→ AIM OF THE EXERCISE: Each line holding the string "hillside" is to be copied from the data.

→ EXTRACTED MATERIAL:
== Segment start ==
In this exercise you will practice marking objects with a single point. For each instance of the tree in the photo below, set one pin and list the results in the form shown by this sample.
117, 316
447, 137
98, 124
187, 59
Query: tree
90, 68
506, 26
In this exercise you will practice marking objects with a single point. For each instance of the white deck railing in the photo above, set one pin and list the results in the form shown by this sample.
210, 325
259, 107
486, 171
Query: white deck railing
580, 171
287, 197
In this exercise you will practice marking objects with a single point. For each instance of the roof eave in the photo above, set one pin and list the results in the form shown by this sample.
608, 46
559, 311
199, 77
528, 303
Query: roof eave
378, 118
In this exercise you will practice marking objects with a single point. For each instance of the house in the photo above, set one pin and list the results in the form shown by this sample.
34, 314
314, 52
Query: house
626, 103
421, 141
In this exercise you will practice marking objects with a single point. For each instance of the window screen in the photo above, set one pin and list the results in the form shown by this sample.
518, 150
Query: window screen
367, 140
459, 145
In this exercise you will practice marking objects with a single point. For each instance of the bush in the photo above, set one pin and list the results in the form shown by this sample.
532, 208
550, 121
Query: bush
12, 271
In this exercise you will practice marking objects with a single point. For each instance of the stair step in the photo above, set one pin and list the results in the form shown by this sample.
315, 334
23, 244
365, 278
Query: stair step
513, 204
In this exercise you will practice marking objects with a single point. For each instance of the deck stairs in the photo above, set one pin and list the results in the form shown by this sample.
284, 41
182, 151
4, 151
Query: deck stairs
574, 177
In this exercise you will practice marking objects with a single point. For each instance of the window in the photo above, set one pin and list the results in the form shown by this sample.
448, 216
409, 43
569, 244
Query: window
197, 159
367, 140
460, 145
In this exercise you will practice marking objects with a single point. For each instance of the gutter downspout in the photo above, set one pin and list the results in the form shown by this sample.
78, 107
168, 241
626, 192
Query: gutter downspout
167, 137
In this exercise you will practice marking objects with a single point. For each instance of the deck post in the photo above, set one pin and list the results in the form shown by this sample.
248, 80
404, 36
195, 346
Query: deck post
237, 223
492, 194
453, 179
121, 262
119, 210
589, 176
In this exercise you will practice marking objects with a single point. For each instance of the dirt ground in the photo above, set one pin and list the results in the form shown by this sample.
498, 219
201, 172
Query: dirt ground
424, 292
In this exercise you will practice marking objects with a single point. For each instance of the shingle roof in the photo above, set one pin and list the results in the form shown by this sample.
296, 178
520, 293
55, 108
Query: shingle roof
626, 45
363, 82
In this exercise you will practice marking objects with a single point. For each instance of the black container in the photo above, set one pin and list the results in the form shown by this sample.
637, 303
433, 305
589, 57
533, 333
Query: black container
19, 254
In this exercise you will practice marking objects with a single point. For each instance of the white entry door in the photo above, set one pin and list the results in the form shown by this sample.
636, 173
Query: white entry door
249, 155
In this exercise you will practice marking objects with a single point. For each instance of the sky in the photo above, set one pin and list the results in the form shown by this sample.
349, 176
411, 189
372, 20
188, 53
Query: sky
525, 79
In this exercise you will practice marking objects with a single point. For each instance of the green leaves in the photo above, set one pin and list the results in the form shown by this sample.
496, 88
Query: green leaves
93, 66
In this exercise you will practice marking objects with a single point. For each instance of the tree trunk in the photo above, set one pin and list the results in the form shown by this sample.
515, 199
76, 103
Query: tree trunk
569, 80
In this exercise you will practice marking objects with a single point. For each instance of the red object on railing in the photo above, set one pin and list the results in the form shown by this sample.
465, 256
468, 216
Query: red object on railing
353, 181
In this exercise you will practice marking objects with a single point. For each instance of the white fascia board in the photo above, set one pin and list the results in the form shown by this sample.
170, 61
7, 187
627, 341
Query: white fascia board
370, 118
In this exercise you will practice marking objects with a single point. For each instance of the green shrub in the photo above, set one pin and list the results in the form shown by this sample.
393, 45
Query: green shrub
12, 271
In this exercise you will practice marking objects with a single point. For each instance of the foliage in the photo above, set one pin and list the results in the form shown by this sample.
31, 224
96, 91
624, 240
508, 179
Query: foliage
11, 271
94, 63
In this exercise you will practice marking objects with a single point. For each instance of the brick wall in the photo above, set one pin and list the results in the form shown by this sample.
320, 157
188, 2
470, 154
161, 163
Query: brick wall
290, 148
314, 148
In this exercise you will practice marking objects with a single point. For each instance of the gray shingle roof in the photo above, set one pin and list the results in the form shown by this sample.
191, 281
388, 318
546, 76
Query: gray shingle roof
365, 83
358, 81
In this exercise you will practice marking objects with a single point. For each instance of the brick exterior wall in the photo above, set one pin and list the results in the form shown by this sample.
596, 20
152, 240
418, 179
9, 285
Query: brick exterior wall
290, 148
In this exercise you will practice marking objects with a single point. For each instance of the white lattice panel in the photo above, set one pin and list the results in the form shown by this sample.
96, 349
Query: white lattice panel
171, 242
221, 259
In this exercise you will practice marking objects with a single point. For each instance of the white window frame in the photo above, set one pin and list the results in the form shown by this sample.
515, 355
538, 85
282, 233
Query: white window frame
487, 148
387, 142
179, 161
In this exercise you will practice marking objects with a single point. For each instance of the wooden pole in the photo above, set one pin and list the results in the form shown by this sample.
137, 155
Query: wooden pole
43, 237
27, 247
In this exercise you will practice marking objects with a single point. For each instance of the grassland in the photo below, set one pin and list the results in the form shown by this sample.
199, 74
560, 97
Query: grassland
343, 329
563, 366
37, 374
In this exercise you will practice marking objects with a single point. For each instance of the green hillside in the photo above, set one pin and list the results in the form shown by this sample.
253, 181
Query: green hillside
== Segment end ==
→ ANSWER TO THE PROBLEM:
In this exercise you will practice marking objects with a single point. For each instance of the green hillside in the photo above, set one pin and list the results in the form shown by this sample.
Query: green hillside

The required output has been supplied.